Entries from a point annotation set
**********
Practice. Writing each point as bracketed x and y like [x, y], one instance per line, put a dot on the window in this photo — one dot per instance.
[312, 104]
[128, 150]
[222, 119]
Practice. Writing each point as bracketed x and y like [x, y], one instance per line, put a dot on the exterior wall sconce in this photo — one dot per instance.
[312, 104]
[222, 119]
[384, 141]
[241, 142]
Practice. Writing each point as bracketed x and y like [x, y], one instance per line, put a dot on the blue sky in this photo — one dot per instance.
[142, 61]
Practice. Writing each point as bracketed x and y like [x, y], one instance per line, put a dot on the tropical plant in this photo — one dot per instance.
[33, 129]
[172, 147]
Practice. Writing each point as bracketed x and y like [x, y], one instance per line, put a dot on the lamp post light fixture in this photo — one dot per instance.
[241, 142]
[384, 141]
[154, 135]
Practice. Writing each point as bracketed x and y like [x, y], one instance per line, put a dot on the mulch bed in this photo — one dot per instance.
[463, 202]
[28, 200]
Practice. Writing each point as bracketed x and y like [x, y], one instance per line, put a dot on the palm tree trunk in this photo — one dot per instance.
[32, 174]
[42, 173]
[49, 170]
**********
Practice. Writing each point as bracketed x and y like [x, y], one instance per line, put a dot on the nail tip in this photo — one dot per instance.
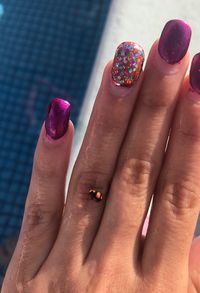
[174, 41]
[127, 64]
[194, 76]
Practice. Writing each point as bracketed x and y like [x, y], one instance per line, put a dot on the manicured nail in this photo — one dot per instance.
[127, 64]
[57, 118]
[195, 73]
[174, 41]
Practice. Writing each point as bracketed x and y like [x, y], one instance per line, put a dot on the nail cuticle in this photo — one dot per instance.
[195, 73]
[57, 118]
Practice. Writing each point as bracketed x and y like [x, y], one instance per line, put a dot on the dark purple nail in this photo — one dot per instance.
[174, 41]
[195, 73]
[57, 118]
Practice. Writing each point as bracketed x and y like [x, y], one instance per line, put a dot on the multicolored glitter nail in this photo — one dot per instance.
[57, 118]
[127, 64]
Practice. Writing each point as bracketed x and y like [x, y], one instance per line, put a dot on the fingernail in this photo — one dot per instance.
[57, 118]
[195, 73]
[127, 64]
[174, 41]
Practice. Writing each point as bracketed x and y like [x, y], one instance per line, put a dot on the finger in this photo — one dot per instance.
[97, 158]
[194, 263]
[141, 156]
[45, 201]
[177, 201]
**********
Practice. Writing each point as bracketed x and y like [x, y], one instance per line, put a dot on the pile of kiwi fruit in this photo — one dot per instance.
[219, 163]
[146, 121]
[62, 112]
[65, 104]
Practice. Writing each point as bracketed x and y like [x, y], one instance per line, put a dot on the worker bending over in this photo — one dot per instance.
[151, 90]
**********
▶ [GIVEN INSTRUCTION]: Please pull out every line of the entries above that contains the word "bending", and copy each one unchanged.

▶ [ANSWER TO THIS TASK]:
Practice. Writing each point as bracketed x and y like [x, y], one instance per line, put a dot on the worker bending over in this photo — one dot per instance.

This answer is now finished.